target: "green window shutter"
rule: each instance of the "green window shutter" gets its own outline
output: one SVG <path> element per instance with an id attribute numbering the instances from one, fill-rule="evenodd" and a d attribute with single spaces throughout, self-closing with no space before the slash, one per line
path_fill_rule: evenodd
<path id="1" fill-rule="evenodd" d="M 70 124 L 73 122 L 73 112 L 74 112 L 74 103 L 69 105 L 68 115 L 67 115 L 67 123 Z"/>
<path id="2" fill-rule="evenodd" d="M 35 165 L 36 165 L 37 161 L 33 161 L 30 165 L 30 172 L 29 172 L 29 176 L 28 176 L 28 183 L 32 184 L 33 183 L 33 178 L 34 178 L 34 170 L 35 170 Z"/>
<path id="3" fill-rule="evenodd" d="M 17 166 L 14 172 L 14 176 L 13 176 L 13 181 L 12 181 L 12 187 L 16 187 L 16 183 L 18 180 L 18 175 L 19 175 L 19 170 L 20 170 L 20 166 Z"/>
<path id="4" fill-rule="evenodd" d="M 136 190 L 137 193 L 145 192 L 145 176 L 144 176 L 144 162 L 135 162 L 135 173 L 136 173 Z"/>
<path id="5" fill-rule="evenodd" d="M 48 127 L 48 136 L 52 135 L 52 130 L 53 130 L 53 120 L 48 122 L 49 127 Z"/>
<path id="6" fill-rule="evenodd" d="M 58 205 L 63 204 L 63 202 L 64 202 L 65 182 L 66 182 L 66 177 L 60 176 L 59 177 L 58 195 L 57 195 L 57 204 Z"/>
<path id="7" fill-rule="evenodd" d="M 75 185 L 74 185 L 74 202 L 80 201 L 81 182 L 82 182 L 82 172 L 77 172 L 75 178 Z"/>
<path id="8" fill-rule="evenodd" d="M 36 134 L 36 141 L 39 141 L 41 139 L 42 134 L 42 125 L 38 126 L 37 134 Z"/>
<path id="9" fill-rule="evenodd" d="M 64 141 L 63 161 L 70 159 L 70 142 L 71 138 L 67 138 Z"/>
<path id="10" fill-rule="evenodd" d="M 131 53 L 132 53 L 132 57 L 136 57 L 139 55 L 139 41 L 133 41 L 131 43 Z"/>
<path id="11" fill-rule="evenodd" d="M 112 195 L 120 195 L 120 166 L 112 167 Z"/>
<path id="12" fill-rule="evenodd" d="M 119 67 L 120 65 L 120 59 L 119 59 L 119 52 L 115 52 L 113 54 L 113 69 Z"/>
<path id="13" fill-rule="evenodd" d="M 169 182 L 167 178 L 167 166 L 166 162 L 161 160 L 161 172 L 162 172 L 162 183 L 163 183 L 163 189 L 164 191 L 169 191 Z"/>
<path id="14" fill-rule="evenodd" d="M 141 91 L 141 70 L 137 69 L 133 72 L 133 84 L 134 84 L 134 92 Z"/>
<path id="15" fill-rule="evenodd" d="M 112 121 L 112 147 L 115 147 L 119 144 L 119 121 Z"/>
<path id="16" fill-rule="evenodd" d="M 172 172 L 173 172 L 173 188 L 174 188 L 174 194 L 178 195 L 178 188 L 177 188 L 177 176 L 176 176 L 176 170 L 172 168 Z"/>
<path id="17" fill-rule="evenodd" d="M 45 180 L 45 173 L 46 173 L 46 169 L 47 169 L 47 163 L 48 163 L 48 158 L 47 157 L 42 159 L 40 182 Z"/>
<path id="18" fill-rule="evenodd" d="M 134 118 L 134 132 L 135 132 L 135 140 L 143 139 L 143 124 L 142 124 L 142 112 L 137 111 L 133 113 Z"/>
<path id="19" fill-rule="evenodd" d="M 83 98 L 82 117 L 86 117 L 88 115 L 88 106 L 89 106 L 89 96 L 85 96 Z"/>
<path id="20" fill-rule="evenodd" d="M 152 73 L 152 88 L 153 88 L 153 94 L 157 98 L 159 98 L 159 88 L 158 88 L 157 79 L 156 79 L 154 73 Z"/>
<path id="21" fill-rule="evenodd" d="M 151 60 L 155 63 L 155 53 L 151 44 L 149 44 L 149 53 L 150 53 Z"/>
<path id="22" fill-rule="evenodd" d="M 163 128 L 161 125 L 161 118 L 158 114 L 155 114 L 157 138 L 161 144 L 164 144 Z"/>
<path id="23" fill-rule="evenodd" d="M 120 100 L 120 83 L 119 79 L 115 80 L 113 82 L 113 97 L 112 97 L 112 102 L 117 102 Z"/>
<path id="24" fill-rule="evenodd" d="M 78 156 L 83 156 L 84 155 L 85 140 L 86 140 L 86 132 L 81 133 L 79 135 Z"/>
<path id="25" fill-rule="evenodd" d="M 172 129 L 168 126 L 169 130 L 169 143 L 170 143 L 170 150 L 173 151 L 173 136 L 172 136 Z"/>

▬▬▬▬▬▬

Set task: Set out everything from the first line down to the line containing "119 67 L 120", both included, as a JSON list of strings with one string per line, leaving out any blank lines.

Task response:
[
  "target: \"green window shutter\"",
  "rule: each instance of the \"green window shutter\" gets its own outline",
  "output: one SVG <path> element per instance with an id attribute numbering the instances from one, fill-rule=\"evenodd\" and a d attribute with single spaces throughout, self-closing with no space before the slash, one per line",
  "path_fill_rule: evenodd",
  "<path id=\"1\" fill-rule=\"evenodd\" d=\"M 70 124 L 73 122 L 73 112 L 74 112 L 74 103 L 69 105 L 68 115 L 67 115 L 67 123 Z\"/>",
  "<path id=\"2\" fill-rule=\"evenodd\" d=\"M 35 165 L 36 165 L 37 161 L 33 161 L 30 165 L 30 172 L 29 172 L 29 176 L 28 176 L 28 183 L 32 184 L 33 183 L 33 178 L 34 178 L 34 170 L 35 170 Z\"/>",
  "<path id=\"3\" fill-rule=\"evenodd\" d=\"M 17 166 L 14 172 L 14 176 L 13 176 L 13 181 L 12 181 L 12 187 L 16 187 L 16 183 L 18 180 L 18 175 L 19 175 L 19 170 L 20 170 L 20 166 Z\"/>",
  "<path id=\"4\" fill-rule=\"evenodd\" d=\"M 136 190 L 137 193 L 145 192 L 145 176 L 144 176 L 144 162 L 135 162 L 135 173 L 136 173 Z\"/>",
  "<path id=\"5\" fill-rule=\"evenodd\" d=\"M 48 127 L 48 136 L 52 135 L 52 130 L 53 130 L 53 120 L 48 122 L 49 127 Z\"/>",
  "<path id=\"6\" fill-rule=\"evenodd\" d=\"M 58 205 L 63 204 L 63 202 L 64 202 L 65 182 L 66 182 L 66 177 L 60 176 L 59 177 L 58 195 L 57 195 L 57 204 Z\"/>",
  "<path id=\"7\" fill-rule=\"evenodd\" d=\"M 75 185 L 74 185 L 74 202 L 80 201 L 81 182 L 82 182 L 82 172 L 77 172 L 75 178 Z\"/>",
  "<path id=\"8\" fill-rule=\"evenodd\" d=\"M 36 134 L 36 141 L 39 141 L 41 139 L 42 134 L 42 125 L 38 126 L 37 134 Z\"/>",
  "<path id=\"9\" fill-rule=\"evenodd\" d=\"M 64 141 L 63 161 L 70 159 L 70 142 L 71 138 L 67 138 Z\"/>",
  "<path id=\"10\" fill-rule=\"evenodd\" d=\"M 131 53 L 132 53 L 132 57 L 136 57 L 139 55 L 139 41 L 133 41 L 131 43 Z\"/>",
  "<path id=\"11\" fill-rule=\"evenodd\" d=\"M 112 195 L 120 195 L 120 166 L 112 167 Z\"/>",
  "<path id=\"12\" fill-rule=\"evenodd\" d=\"M 119 67 L 120 65 L 120 59 L 119 59 L 119 52 L 115 52 L 113 54 L 113 69 Z\"/>"
]